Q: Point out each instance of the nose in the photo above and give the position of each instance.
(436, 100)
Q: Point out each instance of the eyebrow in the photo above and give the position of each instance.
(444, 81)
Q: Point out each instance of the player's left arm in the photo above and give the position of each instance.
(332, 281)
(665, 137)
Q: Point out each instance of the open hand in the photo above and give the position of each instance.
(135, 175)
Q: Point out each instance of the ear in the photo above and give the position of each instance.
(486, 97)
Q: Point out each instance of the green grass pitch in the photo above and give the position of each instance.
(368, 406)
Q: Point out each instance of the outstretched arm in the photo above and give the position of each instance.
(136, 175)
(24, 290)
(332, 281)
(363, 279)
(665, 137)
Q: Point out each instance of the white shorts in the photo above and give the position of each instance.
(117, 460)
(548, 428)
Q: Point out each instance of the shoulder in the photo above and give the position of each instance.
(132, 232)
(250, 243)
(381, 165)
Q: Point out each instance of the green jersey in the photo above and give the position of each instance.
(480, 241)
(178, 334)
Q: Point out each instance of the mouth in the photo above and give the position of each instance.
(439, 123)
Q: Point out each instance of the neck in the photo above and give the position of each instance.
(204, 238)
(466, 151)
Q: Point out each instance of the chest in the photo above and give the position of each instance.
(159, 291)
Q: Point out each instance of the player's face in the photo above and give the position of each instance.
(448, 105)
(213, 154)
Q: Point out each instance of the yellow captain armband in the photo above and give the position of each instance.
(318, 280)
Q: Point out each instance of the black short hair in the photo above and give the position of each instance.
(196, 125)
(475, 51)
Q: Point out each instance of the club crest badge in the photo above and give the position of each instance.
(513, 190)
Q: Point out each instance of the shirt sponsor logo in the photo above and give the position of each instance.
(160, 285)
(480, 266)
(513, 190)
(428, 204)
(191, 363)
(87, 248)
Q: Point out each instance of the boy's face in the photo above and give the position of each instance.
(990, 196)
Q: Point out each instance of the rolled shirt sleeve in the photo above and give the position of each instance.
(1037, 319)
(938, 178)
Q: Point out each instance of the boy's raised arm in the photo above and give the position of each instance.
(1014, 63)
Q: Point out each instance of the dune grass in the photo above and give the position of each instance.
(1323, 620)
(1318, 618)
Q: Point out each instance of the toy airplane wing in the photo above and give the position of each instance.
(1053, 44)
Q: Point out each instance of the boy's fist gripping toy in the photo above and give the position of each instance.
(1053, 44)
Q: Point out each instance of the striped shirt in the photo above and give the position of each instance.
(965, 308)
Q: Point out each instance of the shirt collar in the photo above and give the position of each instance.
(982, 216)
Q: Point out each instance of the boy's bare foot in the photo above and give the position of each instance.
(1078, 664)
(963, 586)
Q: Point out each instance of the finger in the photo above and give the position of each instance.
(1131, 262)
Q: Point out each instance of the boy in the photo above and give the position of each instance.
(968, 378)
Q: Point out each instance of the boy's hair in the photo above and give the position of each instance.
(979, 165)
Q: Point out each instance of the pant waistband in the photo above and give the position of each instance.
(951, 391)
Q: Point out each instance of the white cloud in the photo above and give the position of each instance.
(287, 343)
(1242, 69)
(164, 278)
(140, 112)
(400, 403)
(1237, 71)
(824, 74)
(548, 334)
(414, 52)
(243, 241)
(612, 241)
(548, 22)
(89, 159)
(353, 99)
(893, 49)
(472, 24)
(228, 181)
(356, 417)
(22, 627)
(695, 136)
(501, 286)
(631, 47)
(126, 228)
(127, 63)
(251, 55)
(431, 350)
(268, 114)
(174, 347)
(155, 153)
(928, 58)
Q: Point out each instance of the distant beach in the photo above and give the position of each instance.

• • • • •

• _WHAT IS BEING ASKED_
Output each record above exactly, omitting nothing.

• _FINISHED TASK_
Q: Point out each instance of the nose in the photo above and give the position of each instance.
(436, 100)
Q: Point out each instance of the eyebrow in the photo above and give the position of each instance.
(444, 81)
Q: Point out each instance of the player's left arm in the photo above and give the position of each instance.
(332, 281)
(665, 137)
Q: Point out each instance of the open hand in the photo above and give the position of each instance.
(135, 175)
Q: Point out each instance of the ear in the photo above and give the position of each instance.
(486, 97)
Q: Point out each instance of the green grass pitch in the photo above and give the position of each instance.
(368, 406)
Q: Point out each instance of the outstretched arm in the photo above and give the position of each instance.
(136, 175)
(24, 290)
(332, 281)
(363, 279)
(665, 137)
Q: Point out each instance of the white shorts in the photo above and give the position of each instance.
(117, 460)
(548, 428)
Q: Point out each instance of the shoulder in the photo above and give the position of each instance.
(132, 232)
(250, 243)
(381, 165)
Q: Point out each instance of the green jersey in the photo above and give the position of each instance.
(480, 241)
(178, 334)
Q: Point out each instance of the mouth in the photo above and give the position of each instance.
(439, 123)
Q: Point out each instance of the neck in the photo above and give the position of each instance.
(204, 238)
(466, 151)
Q: Point out each instance of the chest in the photo above and give the position of each instance.
(159, 291)
Q: Point out each instance of the player's face in the photo above and give the position of each instance.
(448, 105)
(213, 154)
Q: Point out each instance of the yellow captain armband in the photo above and give the position of each instance.
(318, 280)
Q: Point out each instance of the black short hair in the photo above and give the position of each instance.
(196, 125)
(475, 51)
Q: Point out each instance of the club crest badge in the photo above and give the position of each instance.
(513, 190)
Q: Point out each instance of the shirt sponsor logo in the photo above and give the position of each instance.
(160, 285)
(480, 266)
(513, 190)
(428, 204)
(191, 363)
(87, 248)
Q: Point out each instance of the boy's face in the photo above and give the position of each instance.
(990, 196)
Q: Point out each instance of the rolled shirt sleeve in the photo above and give the position of each instance.
(1037, 319)
(938, 178)
Q: Point out each instance of the boy's raised arm in the photo above and give the position of each instance.
(1014, 63)
Q: Point out each instance of the dune grass in the photo above and give the position of each instance.
(1323, 620)
(1318, 618)
Q: Point out each instance of the toy airplane wing in the photo above and give the position of each instance.
(1053, 44)
Q: Point out each instance of the boy's fist gripping toy in the photo above and give the position of each instance.
(1053, 44)
Q: Point out each instance of the striped shirt in the photo above and give the position of each instance.
(965, 308)
Q: Point out each instance of the shirt collar in the photo above and give the position of each instance.
(982, 216)
Q: Point out each instance of the boy's bare foot in the photo above and give the position of each instance.
(1078, 664)
(963, 586)
Q: Point out each instance of the finger in the photo above and give the position of each instance.
(1131, 262)
Q: Point out each instance of the boy in the photo above and give the position of each instance.
(968, 378)
Q: Point out each instance of the boy's hair in the photo above and give the position of each instance.
(979, 165)
Q: Point out each instance of the pant waistband in the photo above and give the position of each instance.
(951, 391)
Q: Point out each instance of the white cloud in the photo above and give the position of each instance.
(287, 343)
(1242, 69)
(164, 278)
(140, 112)
(400, 403)
(1237, 71)
(824, 74)
(548, 334)
(414, 52)
(243, 241)
(612, 241)
(548, 22)
(89, 159)
(353, 99)
(893, 49)
(472, 24)
(228, 181)
(356, 417)
(22, 627)
(695, 136)
(501, 286)
(631, 47)
(126, 228)
(127, 63)
(251, 55)
(431, 350)
(268, 114)
(174, 347)
(155, 153)
(928, 58)
Q: Point out each instance of the distant beach in the photo above and give the position of each instance.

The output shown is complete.